## WHAT TO DO:
Each entry below should be retyped exactly as given.

## PROVIDED RECORDS:
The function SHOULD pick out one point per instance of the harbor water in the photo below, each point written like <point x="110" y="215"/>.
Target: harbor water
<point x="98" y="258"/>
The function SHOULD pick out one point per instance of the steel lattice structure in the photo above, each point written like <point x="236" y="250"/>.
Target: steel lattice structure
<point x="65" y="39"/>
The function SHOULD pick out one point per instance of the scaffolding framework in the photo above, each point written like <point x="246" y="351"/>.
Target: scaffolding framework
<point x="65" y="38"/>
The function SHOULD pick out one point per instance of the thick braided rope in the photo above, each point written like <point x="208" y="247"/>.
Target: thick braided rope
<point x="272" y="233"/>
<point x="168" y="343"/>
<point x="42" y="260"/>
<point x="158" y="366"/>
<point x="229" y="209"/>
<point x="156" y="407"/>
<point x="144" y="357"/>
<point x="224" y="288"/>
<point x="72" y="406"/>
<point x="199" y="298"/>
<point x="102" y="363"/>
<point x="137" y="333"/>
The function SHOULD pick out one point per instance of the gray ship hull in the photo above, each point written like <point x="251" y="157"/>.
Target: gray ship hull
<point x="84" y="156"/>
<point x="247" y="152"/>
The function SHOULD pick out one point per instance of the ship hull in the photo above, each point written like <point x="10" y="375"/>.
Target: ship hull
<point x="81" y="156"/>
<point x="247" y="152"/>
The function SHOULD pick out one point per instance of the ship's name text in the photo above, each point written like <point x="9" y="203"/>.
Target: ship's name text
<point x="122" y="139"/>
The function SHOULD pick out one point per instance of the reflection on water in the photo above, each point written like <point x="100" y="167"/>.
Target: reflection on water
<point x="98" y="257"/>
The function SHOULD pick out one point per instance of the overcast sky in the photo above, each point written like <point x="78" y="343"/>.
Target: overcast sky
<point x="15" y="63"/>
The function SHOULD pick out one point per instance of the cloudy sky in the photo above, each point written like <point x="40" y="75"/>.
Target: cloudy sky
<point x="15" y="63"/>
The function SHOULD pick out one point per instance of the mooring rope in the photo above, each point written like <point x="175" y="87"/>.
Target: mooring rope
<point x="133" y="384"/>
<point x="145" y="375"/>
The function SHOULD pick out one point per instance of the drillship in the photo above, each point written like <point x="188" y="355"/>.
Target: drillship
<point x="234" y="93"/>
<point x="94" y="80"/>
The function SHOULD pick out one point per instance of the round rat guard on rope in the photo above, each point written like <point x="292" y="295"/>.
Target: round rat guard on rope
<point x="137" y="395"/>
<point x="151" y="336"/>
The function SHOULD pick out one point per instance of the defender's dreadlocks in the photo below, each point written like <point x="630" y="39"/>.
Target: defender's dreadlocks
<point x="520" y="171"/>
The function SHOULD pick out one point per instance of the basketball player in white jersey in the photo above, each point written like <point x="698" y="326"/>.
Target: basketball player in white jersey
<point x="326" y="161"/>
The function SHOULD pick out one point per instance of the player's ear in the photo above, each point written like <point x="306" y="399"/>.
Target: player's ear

## YOUR SOLUTION:
The function SHOULD pick out one point per instance of the harbor water in the photo below, each point written like <point x="110" y="215"/>.
Target: harbor water
<point x="98" y="258"/>
The function SHOULD pick out one point per instance of the steel lattice structure in the photo above, each point written like <point x="236" y="250"/>.
Target: steel lattice structure
<point x="65" y="39"/>
The function SHOULD pick out one point per instance of the scaffolding framework in the photo above, each point written like <point x="246" y="351"/>.
Target: scaffolding framework
<point x="65" y="38"/>
The function SHOULD pick out one point per instance of the thick braided rope in the photo above, each point written like <point x="208" y="247"/>.
Target: thick braided rope
<point x="272" y="233"/>
<point x="168" y="343"/>
<point x="42" y="260"/>
<point x="158" y="366"/>
<point x="229" y="209"/>
<point x="156" y="407"/>
<point x="144" y="357"/>
<point x="224" y="288"/>
<point x="72" y="406"/>
<point x="199" y="298"/>
<point x="102" y="363"/>
<point x="137" y="333"/>
The function SHOULD pick out one point per instance of the gray ship hull in the photo above, each point written like <point x="251" y="157"/>.
Target: gray ship hull
<point x="84" y="156"/>
<point x="247" y="152"/>
The function SHOULD pick out one point per instance of the ship hull in the photo above, each point written like <point x="10" y="375"/>.
Target: ship hull
<point x="81" y="156"/>
<point x="247" y="152"/>
The function SHOULD pick out one point per instance of the ship's name text in the photo above, each point written like <point x="9" y="203"/>.
Target: ship's name text
<point x="122" y="139"/>
The function SHOULD pick out one point per instance of the reflection on water in the photo above, each point written like <point x="100" y="167"/>.
Target: reflection on water
<point x="98" y="257"/>
The function SHOULD pick out one point per instance of the overcast sky in the photo above, each point written like <point x="78" y="343"/>.
Target: overcast sky
<point x="15" y="63"/>
The function SHOULD pick out one point per instance of the cloudy sky in the photo above, each point written like <point x="40" y="75"/>.
Target: cloudy sky
<point x="15" y="63"/>
The function SHOULD pick out one point per instance of the mooring rope in the photo above, each point written like <point x="175" y="87"/>.
Target: mooring rope
<point x="133" y="384"/>
<point x="145" y="375"/>
The function SHOULD pick out one point per instance of the drillship in the photo above, each point written like <point x="188" y="355"/>.
Target: drillship
<point x="234" y="93"/>
<point x="94" y="80"/>
The function SHOULD pick out one point per instance of the round rat guard on rope in the photo above, each point written like <point x="292" y="295"/>.
Target: round rat guard on rope
<point x="137" y="395"/>
<point x="151" y="336"/>
The function SHOULD pick out one point per instance of the defender's dreadlocks in the photo below, each point written like <point x="630" y="39"/>.
Target: defender's dreadlocks
<point x="520" y="171"/>
The function SHOULD pick out one point per instance of the basketball player in white jersey in the photo above, each point written like <point x="698" y="326"/>.
Target: basketball player in white jersey
<point x="326" y="161"/>
The function SHOULD pick out one point per instance of the player's ear in the photo above, each point written like <point x="306" y="399"/>.
Target: player's ear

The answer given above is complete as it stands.